- _WHAT TO DO_:
Transcribe the section of the passage on memory and vows between "For such a great" and "stands out here.", inclusive.
══ SUPPLIED PASSAGE ══
Memories. Who are we without them? Does our identity reside in these ephemeral and intangible ideas? Certainly, the quality of our identity is enhanced by them. But our fundamental identity is defined by our soul or spirit as it relates to God, our creator. We will one day be made whole, and presumably will have our memories restored. So memory cannot be the ultimate arbiter of identity.
So let’s move on from memories to oaths. How permanent is a vow? In the Old Testament, Moses gave us this view of a vow: “When a man makes a vow to the LORD or takes an oath to obligate himself by a pledge, he must not break his word but must do everything he said” (Num. 30:2). Of course, this is a vow to the Lord, but marriage is a commitment before God and so should bear the same weight. Indeed, a vow is a solemn promise, a pledge not just a probability. But is a vow forgotten, a vow fractured? No, absolutely not. In today’s environment of aging boomers, there are more and more people suffering from wiped memories, dementia or Alzheimers. Their vows remain even if their relationships suffer. But for many the relationship persists; it is not ruptured.
In The Vow, Leo finds himself pushed to the sidelines as Paige’s lack of memory makes him an outsider to her. Her family does not accept him. Her father offers him a deal with the devil to move on, to let her go. It is clear that he loves her, but desires her true happiness.
Their vows are non-traditional. Theirs is a modern marriage. But does he fulfill his vow? And does she? As the movie progresses, Leo’s frustrations and temptations increase. Yet so do Paige’s. Both are victims, but she perhaps more than he. With Leo being given center stage, the movie falters a little, since we don’t get to experience the perspective of the person who has lost the remembrances.
For such a great concept, the film is lacking true depth. It does not explore the ramifications nearly enough. Rather, it sets up obvious situations and plays them out fairly predictably. And the acting is no more than solid. No one really stands out here.
═══
══ ENTRIES PROVIDED ══
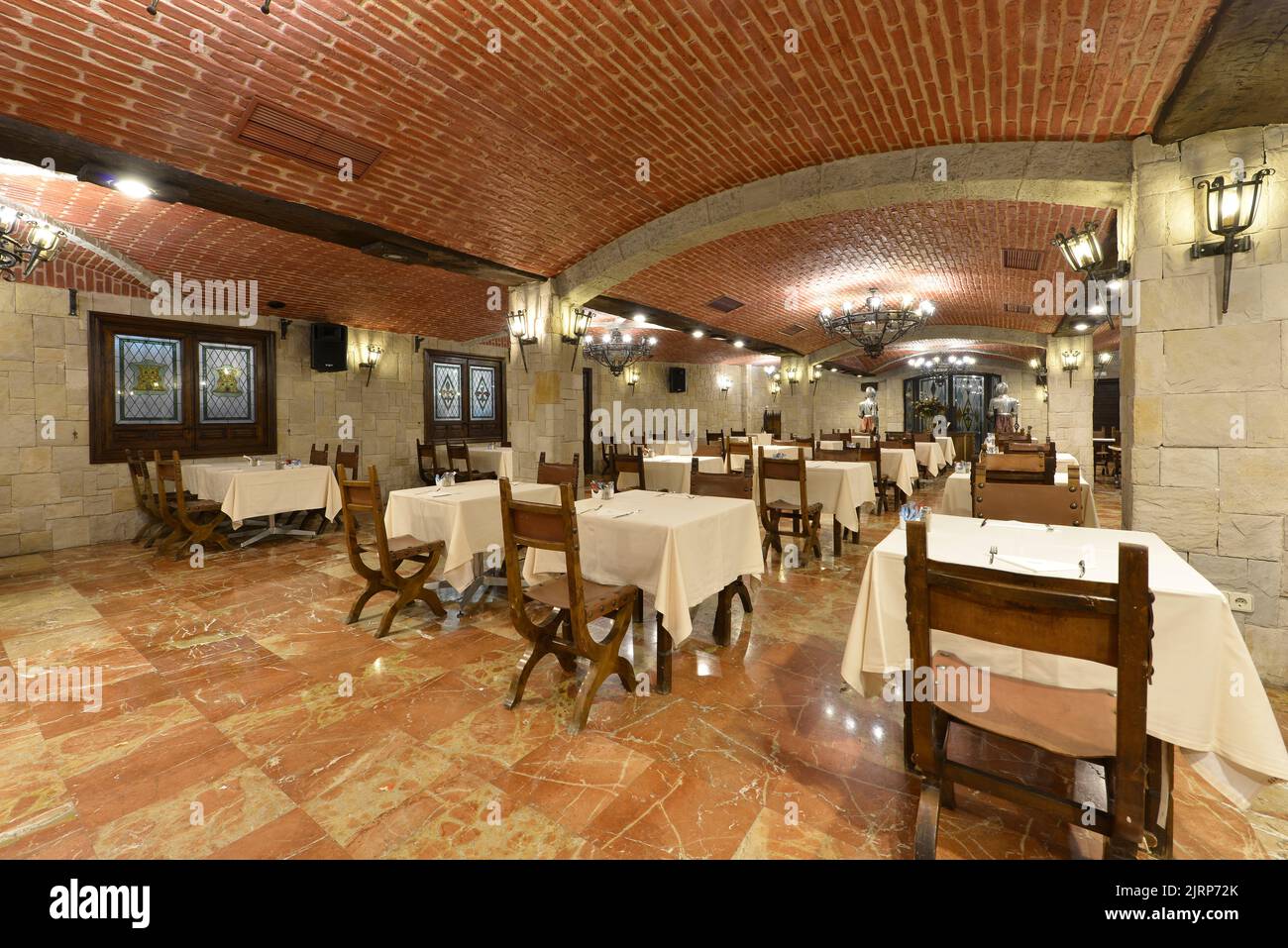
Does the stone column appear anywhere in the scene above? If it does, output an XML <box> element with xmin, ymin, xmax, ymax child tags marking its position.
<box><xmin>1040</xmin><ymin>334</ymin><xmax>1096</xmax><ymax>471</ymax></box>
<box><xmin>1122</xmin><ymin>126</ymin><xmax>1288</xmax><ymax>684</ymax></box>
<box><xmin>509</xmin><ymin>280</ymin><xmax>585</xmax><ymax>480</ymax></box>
═══
══ ENTRIES PROVIDED ══
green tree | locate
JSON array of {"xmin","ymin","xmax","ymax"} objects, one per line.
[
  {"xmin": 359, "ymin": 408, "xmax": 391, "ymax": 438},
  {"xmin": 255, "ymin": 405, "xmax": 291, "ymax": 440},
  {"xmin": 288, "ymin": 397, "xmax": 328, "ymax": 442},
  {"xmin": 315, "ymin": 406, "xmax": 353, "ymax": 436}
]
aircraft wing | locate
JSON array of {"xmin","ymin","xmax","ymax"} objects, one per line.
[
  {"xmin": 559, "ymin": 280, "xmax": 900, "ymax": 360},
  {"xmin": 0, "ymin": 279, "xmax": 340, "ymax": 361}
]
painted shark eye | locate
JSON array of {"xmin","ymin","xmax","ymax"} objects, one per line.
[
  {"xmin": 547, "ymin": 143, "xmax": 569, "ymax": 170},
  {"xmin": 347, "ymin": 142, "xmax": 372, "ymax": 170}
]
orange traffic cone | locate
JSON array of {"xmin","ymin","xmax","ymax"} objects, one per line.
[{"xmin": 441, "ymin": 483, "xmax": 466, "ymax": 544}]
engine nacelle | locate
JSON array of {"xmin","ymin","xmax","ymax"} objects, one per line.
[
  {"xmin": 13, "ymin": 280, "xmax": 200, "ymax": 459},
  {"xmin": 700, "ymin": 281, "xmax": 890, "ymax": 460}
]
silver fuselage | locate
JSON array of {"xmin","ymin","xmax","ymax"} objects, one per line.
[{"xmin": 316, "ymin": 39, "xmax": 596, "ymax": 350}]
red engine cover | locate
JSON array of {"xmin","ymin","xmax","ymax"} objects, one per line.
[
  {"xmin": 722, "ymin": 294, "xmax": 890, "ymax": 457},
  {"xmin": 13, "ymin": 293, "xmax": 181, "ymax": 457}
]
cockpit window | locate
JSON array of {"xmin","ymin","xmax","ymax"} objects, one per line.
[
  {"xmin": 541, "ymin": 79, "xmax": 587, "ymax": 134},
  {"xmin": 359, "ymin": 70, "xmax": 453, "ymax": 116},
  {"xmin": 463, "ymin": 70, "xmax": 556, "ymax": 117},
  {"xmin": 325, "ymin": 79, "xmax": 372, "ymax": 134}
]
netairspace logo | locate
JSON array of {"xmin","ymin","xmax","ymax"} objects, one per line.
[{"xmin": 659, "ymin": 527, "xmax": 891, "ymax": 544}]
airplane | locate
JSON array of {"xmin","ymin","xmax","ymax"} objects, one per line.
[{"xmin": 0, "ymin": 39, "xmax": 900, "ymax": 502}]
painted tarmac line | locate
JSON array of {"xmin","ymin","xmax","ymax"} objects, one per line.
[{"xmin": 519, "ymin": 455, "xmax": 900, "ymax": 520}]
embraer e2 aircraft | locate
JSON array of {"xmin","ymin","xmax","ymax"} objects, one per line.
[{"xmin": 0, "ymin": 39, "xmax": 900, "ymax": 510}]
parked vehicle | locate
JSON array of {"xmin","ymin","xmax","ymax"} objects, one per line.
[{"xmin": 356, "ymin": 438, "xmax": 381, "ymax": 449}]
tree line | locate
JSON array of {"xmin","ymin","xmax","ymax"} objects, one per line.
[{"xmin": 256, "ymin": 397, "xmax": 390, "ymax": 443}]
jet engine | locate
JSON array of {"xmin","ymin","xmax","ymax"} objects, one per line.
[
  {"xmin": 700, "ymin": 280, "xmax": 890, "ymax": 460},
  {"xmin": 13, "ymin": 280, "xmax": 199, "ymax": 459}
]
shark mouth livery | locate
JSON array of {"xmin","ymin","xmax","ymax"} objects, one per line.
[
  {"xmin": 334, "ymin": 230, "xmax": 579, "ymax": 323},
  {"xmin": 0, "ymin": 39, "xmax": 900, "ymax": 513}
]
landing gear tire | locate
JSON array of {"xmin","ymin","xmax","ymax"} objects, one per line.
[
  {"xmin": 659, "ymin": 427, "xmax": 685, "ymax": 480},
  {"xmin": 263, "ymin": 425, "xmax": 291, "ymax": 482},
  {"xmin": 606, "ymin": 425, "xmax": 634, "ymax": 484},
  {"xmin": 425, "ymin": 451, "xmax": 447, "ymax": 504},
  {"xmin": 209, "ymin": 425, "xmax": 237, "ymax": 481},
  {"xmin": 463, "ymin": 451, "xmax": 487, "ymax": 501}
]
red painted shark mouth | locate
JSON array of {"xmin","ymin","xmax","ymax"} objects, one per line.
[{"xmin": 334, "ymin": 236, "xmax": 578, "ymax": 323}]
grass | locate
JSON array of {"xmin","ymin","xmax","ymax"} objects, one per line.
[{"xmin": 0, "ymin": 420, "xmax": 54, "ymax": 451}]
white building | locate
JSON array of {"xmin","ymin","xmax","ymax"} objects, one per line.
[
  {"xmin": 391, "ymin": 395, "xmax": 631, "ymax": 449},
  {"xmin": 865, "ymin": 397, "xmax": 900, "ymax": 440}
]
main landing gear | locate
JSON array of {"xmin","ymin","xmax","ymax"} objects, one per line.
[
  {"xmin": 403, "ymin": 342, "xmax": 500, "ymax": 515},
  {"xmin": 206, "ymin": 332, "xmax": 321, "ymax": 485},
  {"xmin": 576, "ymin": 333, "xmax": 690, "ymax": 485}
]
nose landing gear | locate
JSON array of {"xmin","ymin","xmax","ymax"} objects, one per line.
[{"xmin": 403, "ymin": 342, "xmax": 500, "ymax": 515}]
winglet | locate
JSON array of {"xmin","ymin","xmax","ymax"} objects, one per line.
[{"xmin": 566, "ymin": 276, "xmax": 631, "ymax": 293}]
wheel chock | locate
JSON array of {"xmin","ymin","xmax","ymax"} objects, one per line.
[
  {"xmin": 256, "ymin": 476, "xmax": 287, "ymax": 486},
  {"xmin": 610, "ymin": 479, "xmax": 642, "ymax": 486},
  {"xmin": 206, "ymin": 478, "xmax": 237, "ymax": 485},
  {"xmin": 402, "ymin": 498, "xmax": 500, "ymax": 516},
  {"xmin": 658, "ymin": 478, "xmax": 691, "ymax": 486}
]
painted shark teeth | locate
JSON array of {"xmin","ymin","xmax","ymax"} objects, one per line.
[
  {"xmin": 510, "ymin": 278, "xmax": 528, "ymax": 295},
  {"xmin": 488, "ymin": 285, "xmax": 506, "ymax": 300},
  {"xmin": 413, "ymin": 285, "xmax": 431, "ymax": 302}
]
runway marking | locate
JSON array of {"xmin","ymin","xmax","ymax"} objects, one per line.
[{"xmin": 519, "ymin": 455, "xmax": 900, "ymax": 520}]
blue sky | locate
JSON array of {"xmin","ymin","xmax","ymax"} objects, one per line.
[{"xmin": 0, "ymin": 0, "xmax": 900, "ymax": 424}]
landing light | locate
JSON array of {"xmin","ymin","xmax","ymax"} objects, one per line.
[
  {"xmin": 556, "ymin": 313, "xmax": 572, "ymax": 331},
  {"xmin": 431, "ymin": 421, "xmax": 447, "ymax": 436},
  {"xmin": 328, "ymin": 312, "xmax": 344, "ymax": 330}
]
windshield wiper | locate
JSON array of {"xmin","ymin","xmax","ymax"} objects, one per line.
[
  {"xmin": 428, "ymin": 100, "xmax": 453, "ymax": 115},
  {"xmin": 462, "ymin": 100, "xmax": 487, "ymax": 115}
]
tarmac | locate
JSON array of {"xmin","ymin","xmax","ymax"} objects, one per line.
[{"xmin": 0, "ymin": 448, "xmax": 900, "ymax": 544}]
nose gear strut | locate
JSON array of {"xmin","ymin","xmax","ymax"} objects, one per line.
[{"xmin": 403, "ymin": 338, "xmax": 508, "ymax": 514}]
═══
══ ENTRIES PROVIDED ══
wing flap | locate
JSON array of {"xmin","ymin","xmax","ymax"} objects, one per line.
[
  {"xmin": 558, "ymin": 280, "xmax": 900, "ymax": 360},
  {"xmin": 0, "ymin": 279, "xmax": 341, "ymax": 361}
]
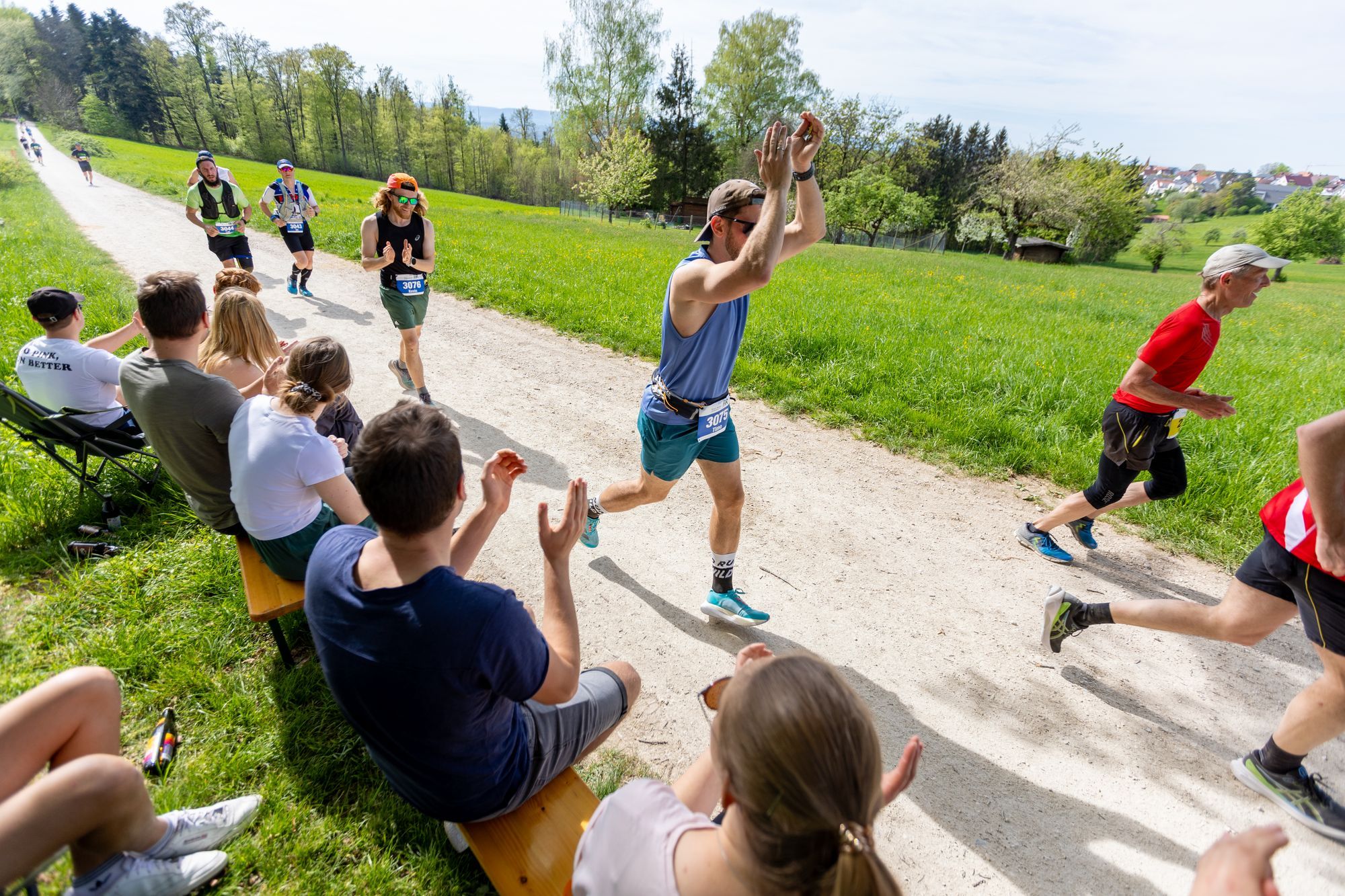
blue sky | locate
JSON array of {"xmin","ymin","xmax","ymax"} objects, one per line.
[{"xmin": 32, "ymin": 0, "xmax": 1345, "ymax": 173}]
═══
- _THE SOLUTION_:
For such a great concept, the film is lacking true depth. It does not explore the ramifications nearly enough. Rather, it sets up obvious situations and plays them out fairly predictably. And the acting is no more than solid. No one really stands out here.